───── EXTRAIT DU TEXTE
L’adolescence sublimée par un regard nostalgique
La première partie du film raconte une adolescence vibrante d’émotions et de fougue, dans un univers à la Roméo et Juliette des temps modernes. Jackie, ambitieuse et sérieuse, tombe sous le charme de Clotaire, un jeune homme perdu qui a quitté l’école pour commettre des petits larcins avec son frère et une bande de bras cassés. L’alchimie entre eux est évidente, et la caméra de Lellouche suit ces deux jeunes avec une agilité mouvante qui capte leur passion, leur insouciance, et leur découverte de l’amour. On rit beaucoup, notamment grâce à des dialogues pleins d’esprit et de tendresse, aussi entre Jackie et son père – extrêmement proche et complices. Ce contraste avec la famille de Clotaire, où la violence paternelle règne, enrichit l’intrigue et participe à l’empathie de ce jeune bad boy au regard ravageur. Lellouche démontre un talent pour filmer la nostalgie. Chaque détail, des costumes aux accessoires (K7, walkman, bandanas), en passant par la bande-son, est soigné pour évoquer un passé révolu. Les scènes de lumière baignées de joie contrastent avec le ton plus sombre qui s’installe après une éclipse, moment charnière qui marque un tournant dans le récit.
Des dialogues au cordeau servis par des interprétations toutes impeccables
Des références subtiles à La Fontaine viennent parsemer l’histoire avec humour et pertinence, notamment à travers Jackie, dont l’intelligence et les répliques cinglantes illuminent l’écran. Clotaire, quant à lui, est presque mutique, mais son amour pour Jackie est palpable dans chacun de ses gestes. Une scène en particulier, où il vole un plateau de Flambys, le dessert préféré de Jackie, pour le lui livrer à la cantine, est à la fois hilarante et touchante. Cependant, la violence refait surface chez Clotaire, et la prison devient inévitable. Sans révéler de spoilers, le changement de casting et la transition vers une tension plus palpable sont remarquablement bien orchestrés. La caméra se fait plus fixe, le rythme plus intense, et les rixes plus sanglantes. L’humour, bien que plus discret, est toujours là, en grande partie grâce aux performances de Raphael Quenard et Jean-Pascal Zadi, qui apportent un souffle de légèreté dans ce monde de brutes.
Chaque second rôle est finement caractérisé, et c’est là l’une des grandes forces du film. Les personnages secondaires sont loin d’être des figurants. Chacun d’eux apporte une contribution significative à l’intrigue, renforçant l’idée que L’AMOUR OUF est une œuvre collective, où chaque maillon compte.
Pour conclure, avec L’AMOUR OUF, Gilles Lellouche confirme son talent de metteur en scène. Ce film, à la fois romanesque, haletant et émouvant, célèbre l’amour fou, celui qui nous percute au lycée, nous renverse et reste gravé dans nos mémoires. Il nous donne envie de revivre notre premier amour et de plonger à nouveau dans ce tourbillon d’émotions.
──────────
───── DONNÉES FOURNIES
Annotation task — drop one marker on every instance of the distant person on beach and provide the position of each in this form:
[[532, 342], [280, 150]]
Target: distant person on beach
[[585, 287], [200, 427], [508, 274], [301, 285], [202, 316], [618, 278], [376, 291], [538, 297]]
──────────
LES CONSIGNES:
1. Dans la critique de L’AMOUR OUF, quel dessert Clotaire vole-t-il pour le livrer à Jackie à la cantine ?
2. Traduisez en anglais cette phrase de la critique de L’AMOUR OUF : « Les personnages secondaires sont loin d’être des figurants. »
3. Recopiez à l’identique le passage de la critique de L’AMOUR OUF compris entre « Pour conclure, avec » et « ce tourbillon d’émotions. », ces deux extrémités incluses.

LISTE DES RÉPONSES:
1. Un plateau de Flambys, le dessert préféré de Jackie.

2. The supporting characters are far from being mere extras.

3.
Pour conclure, avec L’AMOUR OUF, Gilles Lellouche confirme son talent de metteur en scène. Ce film, à la fois romanesque, haletant et émouvant, célèbre l’amour fou, celui qui nous percute au lycée, nous renverse et reste gravé dans nos mémoires. Il nous donne envie de revivre notre premier amour et de plonger à nouveau dans ce tourbillon d’émotions.